What is asked: Write out each of the following records exactly as it stands, with no changes.

Items listed in a dataset:

▬▬▬

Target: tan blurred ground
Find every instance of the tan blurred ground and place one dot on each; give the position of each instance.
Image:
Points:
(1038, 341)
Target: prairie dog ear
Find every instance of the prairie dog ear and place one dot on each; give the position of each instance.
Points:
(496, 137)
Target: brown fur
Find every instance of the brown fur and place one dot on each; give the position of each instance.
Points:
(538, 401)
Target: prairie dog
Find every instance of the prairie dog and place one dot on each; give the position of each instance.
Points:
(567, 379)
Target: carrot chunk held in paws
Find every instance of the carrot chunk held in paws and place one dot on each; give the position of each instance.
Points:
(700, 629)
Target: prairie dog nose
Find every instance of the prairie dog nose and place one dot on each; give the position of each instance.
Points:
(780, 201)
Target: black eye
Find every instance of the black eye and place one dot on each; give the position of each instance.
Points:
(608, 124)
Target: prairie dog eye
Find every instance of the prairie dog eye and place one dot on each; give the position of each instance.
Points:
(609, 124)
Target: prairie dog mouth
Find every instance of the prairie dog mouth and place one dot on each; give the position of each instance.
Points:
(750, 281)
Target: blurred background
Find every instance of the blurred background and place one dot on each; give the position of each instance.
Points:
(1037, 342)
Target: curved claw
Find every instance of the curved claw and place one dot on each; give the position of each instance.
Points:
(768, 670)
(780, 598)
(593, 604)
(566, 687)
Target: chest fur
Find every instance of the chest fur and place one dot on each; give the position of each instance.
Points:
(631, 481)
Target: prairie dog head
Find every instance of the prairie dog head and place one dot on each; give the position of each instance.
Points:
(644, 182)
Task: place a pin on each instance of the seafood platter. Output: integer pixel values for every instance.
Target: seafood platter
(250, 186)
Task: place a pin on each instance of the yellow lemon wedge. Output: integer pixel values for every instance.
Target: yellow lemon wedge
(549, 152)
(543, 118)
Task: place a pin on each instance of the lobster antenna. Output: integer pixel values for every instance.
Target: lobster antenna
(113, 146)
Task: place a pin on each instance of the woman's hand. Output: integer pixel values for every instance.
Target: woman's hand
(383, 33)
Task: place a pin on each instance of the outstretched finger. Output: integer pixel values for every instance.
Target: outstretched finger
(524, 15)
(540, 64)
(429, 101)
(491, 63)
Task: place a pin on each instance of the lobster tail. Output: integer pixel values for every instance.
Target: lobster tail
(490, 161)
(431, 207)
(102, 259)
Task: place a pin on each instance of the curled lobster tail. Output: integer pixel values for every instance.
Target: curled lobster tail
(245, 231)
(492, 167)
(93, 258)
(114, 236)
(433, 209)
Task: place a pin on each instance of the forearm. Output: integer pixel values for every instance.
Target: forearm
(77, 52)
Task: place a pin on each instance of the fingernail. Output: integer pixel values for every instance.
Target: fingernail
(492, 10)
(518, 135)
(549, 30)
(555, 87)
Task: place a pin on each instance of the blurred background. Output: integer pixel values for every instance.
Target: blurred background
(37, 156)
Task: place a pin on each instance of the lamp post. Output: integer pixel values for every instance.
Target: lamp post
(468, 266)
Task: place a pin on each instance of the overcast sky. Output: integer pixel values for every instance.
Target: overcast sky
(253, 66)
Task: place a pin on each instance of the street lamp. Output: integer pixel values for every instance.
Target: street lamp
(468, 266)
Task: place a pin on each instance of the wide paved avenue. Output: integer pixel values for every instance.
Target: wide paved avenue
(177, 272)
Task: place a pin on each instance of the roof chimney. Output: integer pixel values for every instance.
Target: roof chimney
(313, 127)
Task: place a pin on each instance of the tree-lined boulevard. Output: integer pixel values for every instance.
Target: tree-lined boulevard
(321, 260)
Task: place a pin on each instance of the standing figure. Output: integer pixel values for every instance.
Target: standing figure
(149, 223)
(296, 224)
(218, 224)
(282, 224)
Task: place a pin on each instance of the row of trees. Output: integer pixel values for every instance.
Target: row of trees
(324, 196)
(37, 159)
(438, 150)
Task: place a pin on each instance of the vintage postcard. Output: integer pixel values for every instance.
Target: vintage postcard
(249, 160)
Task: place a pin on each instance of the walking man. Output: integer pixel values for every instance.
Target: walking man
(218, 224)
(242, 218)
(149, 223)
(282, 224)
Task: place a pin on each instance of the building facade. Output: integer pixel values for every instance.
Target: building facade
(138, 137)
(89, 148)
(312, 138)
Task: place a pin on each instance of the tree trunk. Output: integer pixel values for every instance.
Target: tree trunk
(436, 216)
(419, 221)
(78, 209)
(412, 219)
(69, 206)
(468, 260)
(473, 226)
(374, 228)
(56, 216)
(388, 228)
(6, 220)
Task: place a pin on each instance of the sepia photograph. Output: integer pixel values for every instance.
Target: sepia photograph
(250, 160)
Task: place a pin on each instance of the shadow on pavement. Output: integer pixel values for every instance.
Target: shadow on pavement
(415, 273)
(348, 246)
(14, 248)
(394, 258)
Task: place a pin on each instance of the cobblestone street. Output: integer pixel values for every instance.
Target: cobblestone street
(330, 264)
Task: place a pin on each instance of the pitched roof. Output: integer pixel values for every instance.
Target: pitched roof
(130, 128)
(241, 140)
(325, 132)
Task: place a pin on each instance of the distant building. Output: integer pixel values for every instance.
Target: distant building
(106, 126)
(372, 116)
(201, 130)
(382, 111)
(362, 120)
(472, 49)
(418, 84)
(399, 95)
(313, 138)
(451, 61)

▬▬▬

Exercise output:
Target: tan blurred ground
Find every instance of the tan blurred ground and place one dot on each; give the position of each instance.
Image:
Points:
(1038, 341)
Target: prairie dog ear
Find every instance of the prairie dog ear and place one dot on each; give the position of each instance.
Points:
(496, 137)
Target: brown fur
Find every instance of the brown fur and place one dot on each; give the position of each instance.
Points:
(538, 401)
Target: prairie dog
Find every instance of the prairie dog and place one dot on each; give the position of each instance.
Points:
(567, 379)
Target: carrot chunk held in paws
Find every instance of the carrot chunk held in paws and place one dot on each; give the position of each instance.
Points:
(700, 629)
Target: prairie dog nose
Find every instance of the prairie dog nose and place one dot on each; give the position of each instance.
Points:
(780, 201)
Target: black eye
Find every instance of the black eye and place one dot on each; give the position of each instance.
Points:
(608, 124)
Target: prairie dog eye
Find every instance of the prairie dog eye and place one dot on each; give the position of each instance.
Points:
(609, 124)
Target: prairie dog mouth
Find every instance of the prairie dog mouth and place one dot on each; give the position of each instance.
Points:
(750, 281)
Target: blurred background
Find every instance of the blurred background and place one dot on each; give the position of each instance.
Points:
(1037, 342)
Target: curved claw
Find every instance of the curved claw and place one dot on each; give the position of each instance.
Points:
(768, 670)
(780, 598)
(593, 604)
(566, 687)
Target: chest fur
Find every instance of the chest fur and place one dot on each; give the position of each instance.
Points:
(631, 481)
Target: prairie dog head
Find every instance of the prairie dog head and place one dot on each; give the position of each instance.
Points:
(644, 182)
Task: place a pin on each instance of the seafood platter. Output: integer pixel values for every instance.
Target: seafood platter
(250, 186)
Task: place a pin on each instance of the yellow lemon wedge. Output: integer pixel values for every instance.
Target: yellow lemon wedge
(549, 152)
(543, 118)
Task: place a pin on each instance of the lobster antenna. Output: integer pixel values for every instance.
Target: lobster antenna
(113, 146)
Task: place a pin on each instance of the woman's hand. Output: integer pixel values for every instance.
Target: woman's hand
(383, 33)
Task: place a pin on each instance of the outstretched finger. Output: integer pixel values for every instance.
Target: outstretched finger
(524, 15)
(540, 64)
(429, 101)
(491, 63)
Task: place a pin on each instance of the lobster tail. Output: integer pixel values for every instance.
Target: lobster tail
(490, 161)
(431, 207)
(102, 259)
Task: place a pin on each instance of the curled lobster tail. Output: integer pixel values for every instance.
Target: curled lobster tail
(245, 231)
(492, 167)
(93, 258)
(114, 236)
(433, 209)
Task: place a pin on each instance of the forearm. Output: integer pixel values for every instance.
Target: forearm
(77, 52)
Task: place a pin on each instance of the fingernail. Output: integer pixel values for every instance.
Target: fingernail
(492, 10)
(518, 135)
(549, 30)
(555, 87)
Task: place a pin on each instance of the blurred background. Output: integer pixel values for every instance.
Target: blurred background
(37, 156)
Task: place a pin on each instance of the lamp post. Output: integer pixel values for every instance.
Target: lamp post
(468, 266)
Task: place a pin on each instance of the overcast sky. Output: integer pixel values for every instance.
Target: overcast sky
(253, 66)
Task: place a pin on each instance of the street lamp. Output: integer pixel values for every instance.
Target: street lamp
(468, 266)
Task: place a pin on each instance of the wide paved avenue. Output: integer pixel values for every instance.
Target: wide paved avenue
(177, 272)
Task: place a pin on each instance of the roof chimney. Output: integer pixel values for every instance.
Target: roof chimney
(313, 127)
Task: place a pin on each instance of the tree-lined boulevard. Output: integer pixel values for every instance.
Target: tree-lined boulevard
(321, 260)
Task: place a pin on each instance of the standing figure. Output: integer pixel values for every instance.
Target: standing figure
(149, 223)
(296, 224)
(218, 224)
(282, 224)
Task: place a pin on each instance of the row of trees. Output: integer pixel values for every instance.
Target: row of trees
(324, 196)
(37, 159)
(438, 150)
Task: place a pin on each instance of the vintage postcard. Output: integer pixel values for every instance.
Target: vintage postcard
(249, 160)
Task: place a pin on each instance of the walking man. Output: integer pixel values for every instance.
Target: walking man
(218, 224)
(242, 218)
(149, 223)
(282, 224)
Task: place a pin on each instance of the building facade. Output: integer pixel values for every instance.
Target: building facade
(138, 137)
(89, 148)
(312, 138)
Task: place a pin on each instance of the tree trunk. Output: integer pixel values for every instance.
Target: tree trunk
(436, 216)
(419, 221)
(78, 209)
(412, 219)
(69, 206)
(468, 260)
(473, 226)
(374, 228)
(56, 216)
(388, 228)
(6, 220)
Task: place a pin on each instance of the sepia photograph. Output: integer pixel values for every instance.
Target: sepia photograph
(250, 160)
Task: place a pin on each instance of the shadow on pavement. Output: integer pixel values for every instance.
Target: shadow on pavement
(415, 273)
(348, 246)
(14, 248)
(394, 258)
Task: place a pin on each instance of the cobblestone street. Output: integer pixel values for every instance.
Target: cobblestone street
(330, 264)
Task: place a pin on each instance of the pitched roof. Output: integer pixel values for every instance.
Target: pitched roof
(130, 128)
(241, 140)
(325, 132)
Task: place a pin on each instance of the distant building. Output: integer pixel values for every instance.
Target: distant building
(106, 126)
(372, 116)
(201, 130)
(382, 111)
(362, 120)
(472, 49)
(418, 84)
(399, 95)
(313, 138)
(451, 61)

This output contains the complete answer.